Written problem ->
Rewrite the items from the line containing "Category: blue and white flag" through the end of the items, keeping every line and shifting each answer's coordinate pair by adding 4 to both the x and y values. Leave the pictures out.

Task inputs ->
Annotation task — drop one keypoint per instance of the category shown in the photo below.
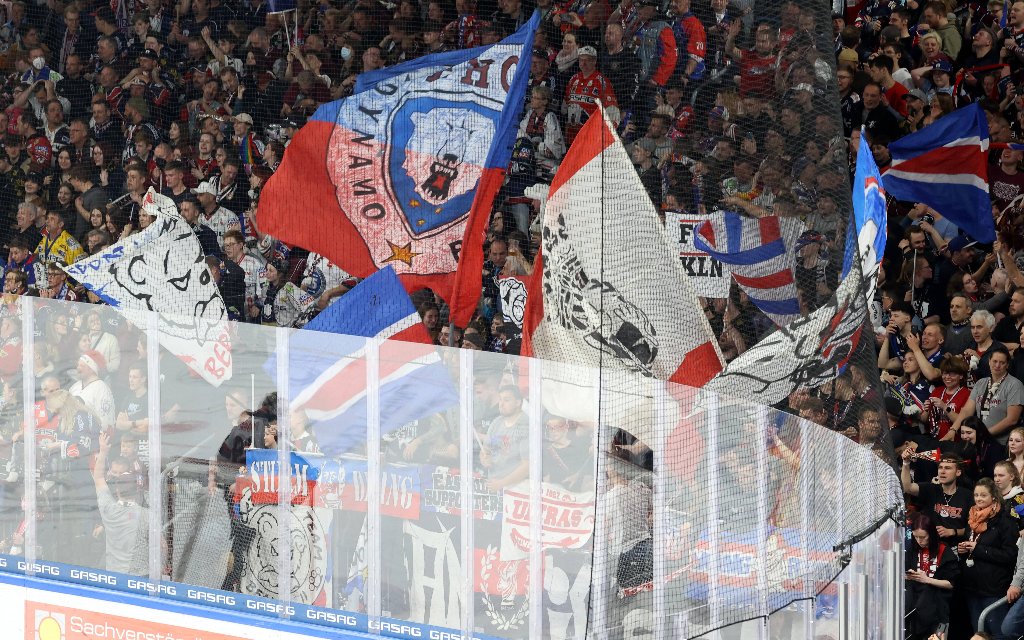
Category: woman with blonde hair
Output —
(1009, 482)
(1015, 450)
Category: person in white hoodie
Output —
(1008, 480)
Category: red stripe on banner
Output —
(465, 285)
(947, 161)
(773, 281)
(535, 306)
(698, 367)
(590, 142)
(770, 230)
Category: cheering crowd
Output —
(721, 105)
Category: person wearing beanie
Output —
(91, 389)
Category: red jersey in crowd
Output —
(757, 73)
(691, 39)
(582, 94)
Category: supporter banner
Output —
(404, 171)
(162, 269)
(323, 482)
(442, 494)
(306, 528)
(614, 295)
(709, 275)
(807, 352)
(566, 520)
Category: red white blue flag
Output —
(868, 218)
(404, 172)
(328, 374)
(760, 254)
(945, 166)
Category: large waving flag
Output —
(614, 294)
(868, 217)
(760, 255)
(162, 269)
(807, 352)
(403, 173)
(945, 166)
(328, 374)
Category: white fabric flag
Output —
(614, 292)
(162, 268)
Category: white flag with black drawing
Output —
(162, 268)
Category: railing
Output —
(445, 504)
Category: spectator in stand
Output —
(945, 503)
(996, 399)
(583, 92)
(979, 353)
(932, 568)
(987, 554)
(947, 399)
(92, 390)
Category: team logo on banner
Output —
(406, 162)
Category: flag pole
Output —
(913, 275)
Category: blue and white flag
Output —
(760, 254)
(945, 166)
(328, 374)
(868, 218)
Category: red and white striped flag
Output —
(614, 294)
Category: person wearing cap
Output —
(91, 389)
(290, 126)
(620, 65)
(880, 121)
(957, 256)
(691, 40)
(284, 304)
(816, 275)
(758, 65)
(583, 91)
(979, 61)
(243, 137)
(53, 284)
(916, 110)
(57, 243)
(655, 47)
(212, 215)
(189, 210)
(881, 70)
(935, 16)
(1006, 179)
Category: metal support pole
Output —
(154, 432)
(284, 470)
(375, 574)
(466, 442)
(29, 440)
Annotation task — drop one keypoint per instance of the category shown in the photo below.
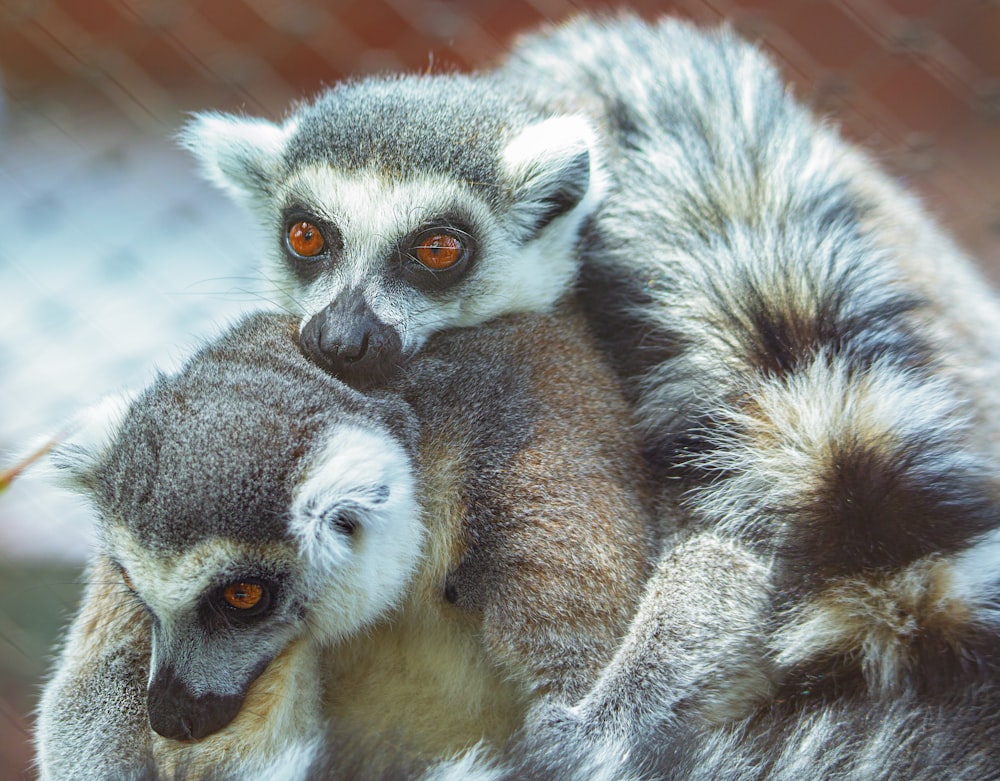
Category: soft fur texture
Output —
(422, 548)
(814, 369)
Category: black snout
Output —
(349, 341)
(176, 713)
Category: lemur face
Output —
(248, 501)
(402, 207)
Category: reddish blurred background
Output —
(915, 81)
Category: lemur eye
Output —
(438, 251)
(245, 596)
(305, 239)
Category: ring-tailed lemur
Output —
(815, 368)
(404, 206)
(716, 232)
(279, 550)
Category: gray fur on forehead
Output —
(409, 124)
(214, 450)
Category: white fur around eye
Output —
(355, 576)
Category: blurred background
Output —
(116, 259)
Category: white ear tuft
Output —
(358, 527)
(241, 155)
(80, 445)
(554, 169)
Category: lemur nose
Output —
(347, 339)
(176, 713)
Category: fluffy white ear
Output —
(83, 442)
(357, 524)
(241, 155)
(554, 169)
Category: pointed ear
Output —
(73, 459)
(241, 155)
(554, 169)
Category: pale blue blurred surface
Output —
(116, 259)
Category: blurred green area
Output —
(36, 603)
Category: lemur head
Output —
(400, 207)
(248, 500)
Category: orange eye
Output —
(439, 251)
(243, 596)
(305, 239)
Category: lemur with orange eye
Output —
(283, 557)
(812, 363)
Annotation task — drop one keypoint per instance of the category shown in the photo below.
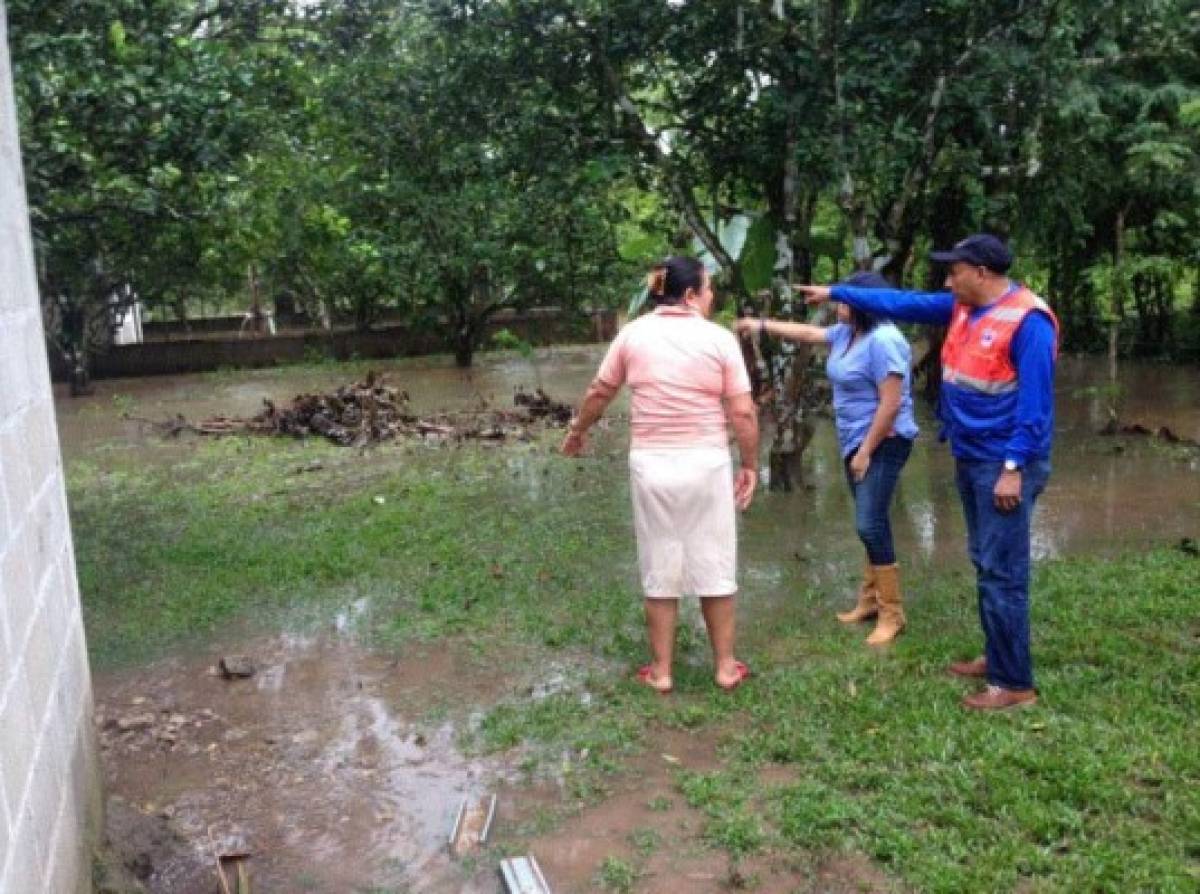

The solution ->
Category: blue and white flag
Output —
(764, 258)
(949, 170)
(332, 378)
(872, 222)
Category: red and white striped flag
Output —
(618, 298)
Category: person wearing cap
Output —
(95, 393)
(294, 130)
(624, 69)
(884, 125)
(961, 260)
(695, 44)
(288, 308)
(820, 279)
(762, 69)
(587, 95)
(983, 65)
(247, 141)
(57, 288)
(920, 114)
(61, 247)
(659, 51)
(216, 219)
(193, 214)
(885, 74)
(939, 20)
(1010, 183)
Category: metal support pole
Output —
(158, 436)
(288, 474)
(379, 578)
(470, 446)
(33, 444)
Annotation task — drop one keypoint per instance of the category shown in the photo below.
Category: soft fur texture
Output —
(426, 552)
(818, 373)
Category: black snout
Output —
(353, 345)
(180, 717)
Category: lemur face
Output —
(252, 505)
(406, 211)
Category: reddish blurred background
Output —
(919, 85)
Category: lemur eye
Output —
(442, 255)
(249, 600)
(309, 243)
Category: ring-tailed lemur
Output —
(819, 372)
(408, 210)
(720, 236)
(283, 554)
Category: gray fur on forehead
Output —
(413, 128)
(218, 454)
Category: white fur around eye
Output —
(359, 580)
Category: blurred background
Output —
(120, 263)
Category: white ear tuft
Output —
(362, 531)
(245, 159)
(84, 449)
(558, 173)
Category: lemur nose
Output —
(351, 343)
(180, 717)
Category: fluffy white ear
Output —
(87, 446)
(361, 528)
(245, 159)
(558, 173)
Category: pointed ear
Output —
(77, 463)
(245, 159)
(558, 173)
Category: pale blue blurred surface
Output —
(120, 263)
Category: blurred green area
Output —
(40, 607)
Category: lemur head
Output —
(404, 211)
(252, 504)
Category: orange eye
Output —
(443, 255)
(247, 600)
(309, 243)
Category: lemur with orange eye
Output —
(287, 561)
(816, 367)
Annotation task — drop one keypoint per instance of the category shown in the photo below.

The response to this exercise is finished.